Task brief —
Answer these questions using the podcast episode description below.
1. In which episode did Sam Frearson Tubito first join the podcast?
2. In how many countries has Sam lived?
3. In which four cities do her children now live?

Beneath a Borrowed Sky: Sam Frearson Tubito on the True Meaning of Home

What does home mean when you have lived under many skies?

In this episode of the House of Peregrine podcast, Mickelle welcomes back Sam Frearson Tubito—third-generation global nomad, writer, speaker, and author of Beneath a Borrowed Sky: A Woman’s Search for the True Meaning of Home.

Sam first joined us in Episode 52 for a beautiful conversation about home, identity, and raising children across cultures. This time, she returns with her memoir in hand—a deeply personal reflection on what it means to belong when your life has been shaped by movement, reinvention, and the quiet ache of leaving.

Sam has lived in fifteen countries and raised four fourth-generation global nomads, now scattered across Portland, San Francisco, Sydney, and Barcelona. In this conversation, she and Mickelle explore the emotional architecture of a globally mobile life: the choices we make for our children, the identities we rebuild in every new place, and the truth that home may not be a destination at all—but something we learn to carry within us.

Entries supplied —
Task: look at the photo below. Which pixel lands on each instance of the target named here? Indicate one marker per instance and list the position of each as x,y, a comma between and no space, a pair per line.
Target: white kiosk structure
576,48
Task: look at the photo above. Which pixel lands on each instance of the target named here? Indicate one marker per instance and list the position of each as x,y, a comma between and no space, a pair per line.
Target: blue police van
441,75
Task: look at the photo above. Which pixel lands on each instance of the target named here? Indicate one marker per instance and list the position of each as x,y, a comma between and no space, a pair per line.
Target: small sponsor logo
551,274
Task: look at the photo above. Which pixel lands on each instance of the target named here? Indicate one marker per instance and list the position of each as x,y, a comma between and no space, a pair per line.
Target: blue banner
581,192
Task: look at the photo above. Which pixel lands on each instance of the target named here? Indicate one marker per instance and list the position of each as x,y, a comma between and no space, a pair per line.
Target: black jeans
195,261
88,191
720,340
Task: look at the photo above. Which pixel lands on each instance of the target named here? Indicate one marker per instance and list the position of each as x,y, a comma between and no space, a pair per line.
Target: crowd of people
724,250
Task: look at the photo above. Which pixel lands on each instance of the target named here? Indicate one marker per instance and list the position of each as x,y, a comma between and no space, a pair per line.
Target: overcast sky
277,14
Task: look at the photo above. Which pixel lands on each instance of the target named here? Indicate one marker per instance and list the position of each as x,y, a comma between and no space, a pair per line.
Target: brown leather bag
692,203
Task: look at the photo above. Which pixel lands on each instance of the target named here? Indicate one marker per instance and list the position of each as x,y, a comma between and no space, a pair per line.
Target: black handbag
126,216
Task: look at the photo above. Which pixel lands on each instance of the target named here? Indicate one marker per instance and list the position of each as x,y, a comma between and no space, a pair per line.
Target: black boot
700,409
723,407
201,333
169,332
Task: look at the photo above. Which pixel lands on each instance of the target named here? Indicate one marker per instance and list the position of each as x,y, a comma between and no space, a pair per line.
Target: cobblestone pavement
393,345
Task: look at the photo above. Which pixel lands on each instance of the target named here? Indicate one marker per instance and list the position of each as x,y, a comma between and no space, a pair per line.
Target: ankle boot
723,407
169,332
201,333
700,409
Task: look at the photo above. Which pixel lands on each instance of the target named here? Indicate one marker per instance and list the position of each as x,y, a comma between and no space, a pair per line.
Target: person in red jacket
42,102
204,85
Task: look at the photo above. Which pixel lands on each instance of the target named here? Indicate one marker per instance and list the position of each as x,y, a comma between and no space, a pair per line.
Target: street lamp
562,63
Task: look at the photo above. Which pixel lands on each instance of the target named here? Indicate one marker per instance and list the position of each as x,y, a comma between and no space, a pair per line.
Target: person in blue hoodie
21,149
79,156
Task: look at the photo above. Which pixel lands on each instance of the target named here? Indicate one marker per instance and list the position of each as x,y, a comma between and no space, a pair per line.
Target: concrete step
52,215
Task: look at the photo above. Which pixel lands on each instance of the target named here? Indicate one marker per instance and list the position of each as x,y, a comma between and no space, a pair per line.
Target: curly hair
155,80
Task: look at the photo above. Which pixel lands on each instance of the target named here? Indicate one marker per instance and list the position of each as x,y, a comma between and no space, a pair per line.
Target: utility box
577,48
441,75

Result —
1. Episode 52
2. Fifteen
3. Portland, San Francisco, Sydney, and Barcelona